>>>>>

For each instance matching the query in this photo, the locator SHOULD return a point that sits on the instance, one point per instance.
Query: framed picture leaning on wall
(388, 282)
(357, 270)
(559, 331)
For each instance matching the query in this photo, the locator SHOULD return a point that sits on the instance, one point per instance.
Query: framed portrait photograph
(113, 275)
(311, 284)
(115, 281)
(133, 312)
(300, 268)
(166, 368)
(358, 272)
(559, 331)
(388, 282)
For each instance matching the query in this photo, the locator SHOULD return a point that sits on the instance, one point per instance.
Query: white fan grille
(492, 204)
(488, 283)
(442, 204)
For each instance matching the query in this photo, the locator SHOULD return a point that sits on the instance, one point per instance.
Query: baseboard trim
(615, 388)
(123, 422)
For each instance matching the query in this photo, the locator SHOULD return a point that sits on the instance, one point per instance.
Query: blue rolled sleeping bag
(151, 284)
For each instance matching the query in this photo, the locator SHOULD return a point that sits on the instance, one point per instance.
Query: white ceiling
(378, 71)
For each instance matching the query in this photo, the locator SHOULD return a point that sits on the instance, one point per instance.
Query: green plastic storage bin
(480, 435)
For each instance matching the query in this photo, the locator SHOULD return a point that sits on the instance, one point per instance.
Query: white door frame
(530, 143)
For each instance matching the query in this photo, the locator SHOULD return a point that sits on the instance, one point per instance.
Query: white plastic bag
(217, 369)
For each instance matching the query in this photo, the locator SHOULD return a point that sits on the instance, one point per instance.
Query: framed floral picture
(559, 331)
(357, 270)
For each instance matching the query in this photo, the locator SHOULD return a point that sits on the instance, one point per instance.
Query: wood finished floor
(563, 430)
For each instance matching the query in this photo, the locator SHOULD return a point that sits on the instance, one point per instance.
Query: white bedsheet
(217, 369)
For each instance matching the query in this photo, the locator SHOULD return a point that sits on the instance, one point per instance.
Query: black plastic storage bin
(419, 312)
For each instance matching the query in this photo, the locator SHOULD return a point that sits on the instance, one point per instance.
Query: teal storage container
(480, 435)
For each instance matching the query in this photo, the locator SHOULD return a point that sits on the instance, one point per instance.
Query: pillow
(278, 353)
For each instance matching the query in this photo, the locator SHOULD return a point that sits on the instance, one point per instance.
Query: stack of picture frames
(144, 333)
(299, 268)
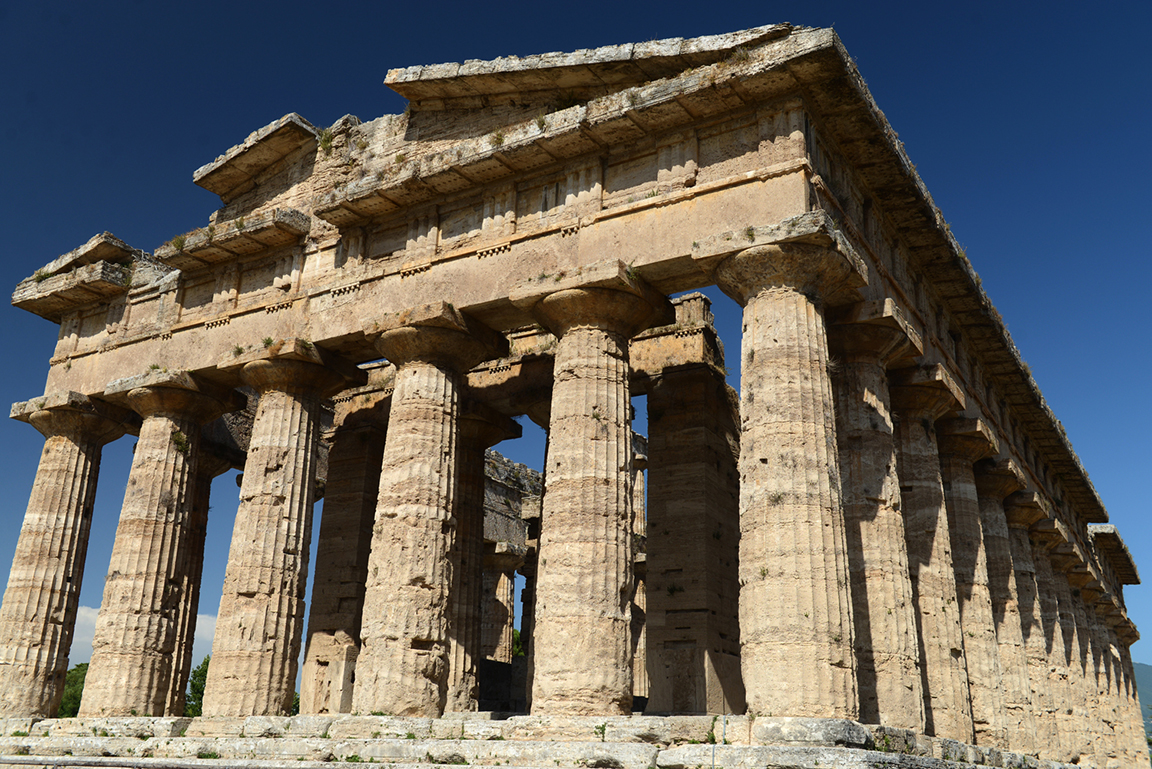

<<<<<

• **Written request**
Please show each line of the items above that contains the word "plastic", copied whole. Case counts when matching.

• **Task result**
Query: green plastic storage bin
Query: white plastic bag
Query: black plastic storage bin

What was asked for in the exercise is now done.